Top of TEXT PASSAGE

I’m guessing you don’t really know what your talking about here though and are knee jerking a response.

gyomu|9 days ago

> I’m guessing you don’t really know what your talking about here though and are knee jerking a response.

I'm not sure why you're getting so defensive; I indeed don't speak Chinese, hence why I'm asking a question.

A claim like "Chinese as a language is less technical and specific than English and slows progress" seems pretty grand; and if Chinese people failed to launch satellites in orbit or do brain surgery you could point to that; but they don't seem to be held back by their language when it comes to making specific, technical achievements, so I'm curious to hear actual, concrete details or examples about what makes Chinese a "less technical and specific" language.

It sounds like your answer is "it simply just is, because it's a courtly language" - which is not a very satisfying answer, intellectually speaking.

abeppu|9 days ago

I don't speak Mandarin but is this not an issue of style rather than the language itself? English can be courtly or poetic or abstruse but that's a matter of the speaker making a bunch of choices. I can't help but think of "Yes Minister" and Humphrey Appleby working quite skillfully to communicate in a way that ensured he would not be understood. Do Mandarin speakers not also have such a range of choices to be clear or not?

Bottom of TEXT PASSAGE
Top of RECORDED INFORMATION

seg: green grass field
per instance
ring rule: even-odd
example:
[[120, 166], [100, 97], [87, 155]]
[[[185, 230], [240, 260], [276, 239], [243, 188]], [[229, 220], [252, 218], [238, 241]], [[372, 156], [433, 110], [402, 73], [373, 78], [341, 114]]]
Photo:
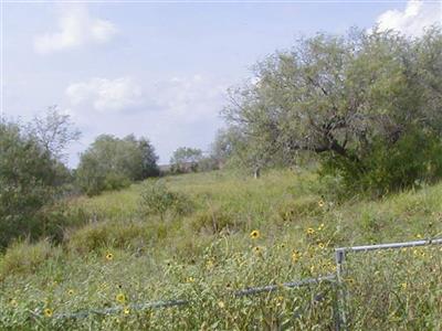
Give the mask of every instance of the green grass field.
[[[339, 202], [307, 171], [164, 180], [185, 209], [146, 215], [143, 184], [75, 199], [81, 220], [62, 244], [22, 242], [0, 256], [0, 329], [333, 330], [332, 282], [232, 293], [333, 274], [334, 247], [442, 237], [442, 184]], [[442, 329], [442, 247], [352, 255], [346, 270], [350, 330]], [[191, 305], [137, 309], [161, 299]], [[64, 317], [107, 308], [117, 309]]]

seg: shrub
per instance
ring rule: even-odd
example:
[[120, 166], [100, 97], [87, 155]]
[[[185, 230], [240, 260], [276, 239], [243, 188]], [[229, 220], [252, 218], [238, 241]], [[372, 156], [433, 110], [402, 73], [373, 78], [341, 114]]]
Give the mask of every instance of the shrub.
[[119, 190], [133, 181], [159, 174], [158, 157], [146, 138], [102, 135], [81, 156], [76, 179], [87, 195]]
[[170, 191], [162, 180], [144, 183], [139, 200], [141, 215], [159, 215], [164, 220], [168, 212], [185, 215], [191, 207], [192, 203], [187, 196]]
[[0, 248], [44, 231], [41, 210], [55, 197], [57, 162], [14, 124], [0, 121]]
[[442, 177], [440, 138], [418, 129], [394, 145], [381, 140], [372, 142], [370, 152], [360, 160], [360, 164], [355, 167], [355, 162], [347, 159], [326, 157], [320, 174], [340, 177], [347, 195], [365, 192], [377, 196]]

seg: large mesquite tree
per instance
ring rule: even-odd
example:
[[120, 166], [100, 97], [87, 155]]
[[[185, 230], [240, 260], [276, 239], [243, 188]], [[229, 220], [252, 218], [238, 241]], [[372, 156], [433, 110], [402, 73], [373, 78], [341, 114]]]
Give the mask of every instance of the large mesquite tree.
[[[313, 151], [348, 184], [381, 189], [407, 185], [425, 169], [440, 171], [440, 29], [419, 39], [318, 34], [269, 56], [255, 74], [224, 109], [255, 163], [290, 163], [299, 151]], [[408, 160], [402, 149], [417, 158]], [[399, 174], [387, 175], [398, 167]]]

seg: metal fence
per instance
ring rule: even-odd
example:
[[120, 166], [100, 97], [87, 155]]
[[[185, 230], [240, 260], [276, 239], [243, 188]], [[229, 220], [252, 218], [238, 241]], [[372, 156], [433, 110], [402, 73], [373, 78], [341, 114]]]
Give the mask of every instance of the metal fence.
[[[346, 297], [347, 292], [343, 282], [345, 276], [345, 260], [346, 255], [350, 253], [360, 252], [371, 252], [379, 249], [398, 249], [406, 247], [417, 247], [417, 246], [429, 246], [429, 245], [441, 245], [442, 238], [438, 239], [427, 239], [427, 241], [415, 241], [415, 242], [404, 242], [404, 243], [391, 243], [391, 244], [379, 244], [379, 245], [365, 245], [365, 246], [350, 246], [350, 247], [338, 247], [335, 248], [335, 260], [336, 260], [336, 274], [330, 274], [327, 276], [322, 276], [318, 278], [306, 278], [297, 281], [285, 282], [282, 285], [269, 285], [264, 287], [250, 287], [242, 290], [233, 291], [234, 297], [253, 296], [263, 292], [274, 292], [281, 287], [286, 288], [298, 288], [314, 284], [320, 284], [324, 281], [329, 281], [337, 287], [337, 309], [335, 313], [335, 327], [336, 330], [346, 330], [348, 328], [347, 312], [346, 312]], [[191, 300], [164, 300], [154, 301], [147, 303], [138, 303], [129, 306], [134, 310], [146, 310], [146, 309], [160, 309], [178, 306], [191, 305]], [[61, 319], [75, 319], [75, 318], [86, 318], [91, 314], [112, 314], [118, 313], [123, 310], [120, 307], [113, 307], [106, 309], [92, 309], [84, 310], [74, 313], [63, 313], [54, 316], [54, 318]]]

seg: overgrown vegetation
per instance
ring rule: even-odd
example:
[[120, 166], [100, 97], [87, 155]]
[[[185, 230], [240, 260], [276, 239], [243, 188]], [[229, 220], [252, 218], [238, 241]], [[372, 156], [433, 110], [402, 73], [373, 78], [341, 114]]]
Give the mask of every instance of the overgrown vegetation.
[[[312, 172], [264, 172], [259, 181], [191, 173], [160, 184], [191, 201], [191, 211], [140, 215], [145, 185], [156, 184], [149, 180], [73, 201], [71, 209], [82, 206], [91, 223], [71, 228], [60, 246], [45, 241], [11, 246], [0, 257], [0, 328], [333, 329], [333, 284], [255, 297], [232, 293], [332, 274], [336, 246], [442, 233], [440, 184], [380, 201], [337, 203], [322, 196]], [[438, 330], [441, 256], [439, 247], [348, 256], [351, 329]], [[160, 299], [192, 303], [136, 309]], [[107, 308], [120, 310], [61, 317]]]
[[156, 177], [158, 157], [146, 138], [123, 139], [102, 135], [81, 156], [76, 170], [80, 188], [87, 195], [127, 188], [131, 182]]
[[[440, 29], [318, 34], [256, 78], [211, 153], [178, 149], [191, 173], [160, 180], [147, 138], [102, 135], [71, 172], [67, 115], [1, 121], [0, 329], [330, 330], [333, 282], [234, 293], [334, 274], [336, 246], [442, 235]], [[349, 327], [441, 329], [441, 253], [349, 257]], [[140, 309], [160, 299], [191, 305]]]
[[232, 90], [229, 139], [220, 139], [250, 168], [319, 154], [323, 173], [343, 177], [349, 194], [439, 178], [441, 54], [438, 28], [418, 39], [351, 30], [299, 40]]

Bottom of RECORDED INFORMATION

REQUIRED TASKS →
1 – In the discussion of whether Chinese is less technical than English, translate this sentence into Spanish: "English can be courtly or poetic or abstruse but that's a matter of the speaker making a bunch of choices."
2 – Continue the discussion of whether Chinese is less technical than English, starting after its final sentence.

RESULTS BY TASK →
1 – El inglés puede ser cortesano, poético o abstruso, pero eso es cuestión de que el hablante tome un montón de decisiones.

2 –
numpad0|9 days ago

Say what you want about Sapir-Whorf, but it's just the reality that translation of anything to anything is generally gibberish. It's just a fact. The more literal it gets, the less coherent it will be. A complete word-for-word "translation" is just garbage out.

Was that Chinese text actually being ambiguous, or was that translations you were given being nonsensical/having so much context errors? The latter is kind of an expected behavior for translated technical texts, and that has nothing to do with whether Chinese are illogical bunches(why even bother contacting if that were ever the case...)

jimbokun|9 days ago

You are talking about culture, not the language.

noirscape|9 days ago

It's not related to Chinese in specific, but in civilian air traffic, the lingua franca is specifically English[0]. The reason for this is because other languages leave too much room for interpretation. One incident not mentioned in that page that's worth bringing up is Korean Air Flight 801; the crew recognized an issue with the instruments quite a bit before the crash, but because the flight crew essentially was too polite in notifying the captain of the issue, the captain instead asserted authority with incomplete information, leading to the plane crashing[1].

Language specificity and cultural encoding in those languages can have a pretty major impact on its clarity, especially in critical situation. Speaking a secondary language instead can avoid that sort of thing simply because being a non-native speaker, you'll be a good deal more blunt in that language.

[0]: https://en.wikipedia.org/wiki/Aviation_English

[1]: https://en.wikipedia.org/wiki/Korean_Air_Flight_801

_jss|9 days ago

Malcolm Gladwell's description of that accident and amplification is simplistic and not very accurate. There were many errors made that caused that accident, including ATC failing to follow protocol.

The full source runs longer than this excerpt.